:: Source material ::
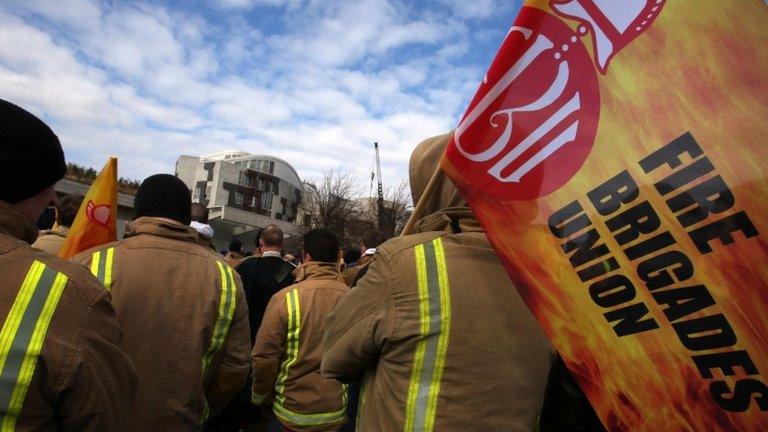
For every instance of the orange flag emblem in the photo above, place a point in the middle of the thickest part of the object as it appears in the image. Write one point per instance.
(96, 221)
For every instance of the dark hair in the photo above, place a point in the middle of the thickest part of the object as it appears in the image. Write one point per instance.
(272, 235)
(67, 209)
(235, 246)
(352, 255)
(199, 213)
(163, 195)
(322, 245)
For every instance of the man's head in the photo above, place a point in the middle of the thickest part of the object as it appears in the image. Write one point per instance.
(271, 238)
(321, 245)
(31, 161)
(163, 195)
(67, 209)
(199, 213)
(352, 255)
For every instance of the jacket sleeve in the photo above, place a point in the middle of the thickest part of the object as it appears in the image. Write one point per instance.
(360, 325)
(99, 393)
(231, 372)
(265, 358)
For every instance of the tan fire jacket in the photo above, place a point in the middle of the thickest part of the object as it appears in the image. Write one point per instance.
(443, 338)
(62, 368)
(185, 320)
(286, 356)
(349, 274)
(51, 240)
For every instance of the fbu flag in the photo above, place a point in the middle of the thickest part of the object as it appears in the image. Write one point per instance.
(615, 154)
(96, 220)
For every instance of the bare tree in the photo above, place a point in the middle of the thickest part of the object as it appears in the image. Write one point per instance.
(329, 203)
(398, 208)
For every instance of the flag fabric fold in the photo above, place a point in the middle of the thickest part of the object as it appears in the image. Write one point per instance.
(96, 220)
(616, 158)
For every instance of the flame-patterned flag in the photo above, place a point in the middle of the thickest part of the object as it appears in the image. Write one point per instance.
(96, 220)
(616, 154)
:::
Task goal — Give back the material above exactly as it appears, minus any picture.

Expected answer —
For every instance of the orange flag emblem in the photo above, place a point in the middle of the thickest part of the object as it appears in the image. Write one point per instance.
(96, 221)
For every instance of the dark hair in the photo above, place a point in the middle of the thickest part of the object as it appears in the image. Write one point per instance.
(272, 235)
(67, 209)
(235, 246)
(352, 255)
(199, 213)
(163, 195)
(322, 245)
For every instance of the man's head in the photo above, place a point in the middle of the thickest part of the object as it appears in the image. Write one point per instance.
(271, 238)
(321, 245)
(31, 161)
(163, 195)
(67, 209)
(199, 213)
(352, 255)
For every instance of the jacket sleeve in the photo above, place a point in the middle of the thickest part of the object as it appears in the image. Write one point per instance.
(360, 325)
(99, 393)
(231, 372)
(265, 358)
For every instance of the tan fire jacket in the photo above, place a point in the middle of the thickest part of the object as it appears in the image. Write one point per instance.
(443, 338)
(62, 368)
(185, 320)
(286, 356)
(349, 274)
(51, 240)
For every instance of the fbu flag in the photo above, place a point in the middle of the thickest part of the object as it appears in the image. Write one point per instance.
(615, 154)
(96, 220)
For every instance of the bare tree in the photo above, place a point in the middle of the thickest part of the object as it appears in the image. Write one point per instance.
(329, 203)
(398, 208)
For every instance of the flag fabric fold in the photo above, place a point in the middle of the thickest part of the object as it appears in the image. Write one point per instance.
(96, 220)
(616, 158)
For every instance of the flame-patterned flag in the photo above, place a point in the middle of the thickest part of the object as it appears in the image. Write one point per instance.
(96, 220)
(616, 154)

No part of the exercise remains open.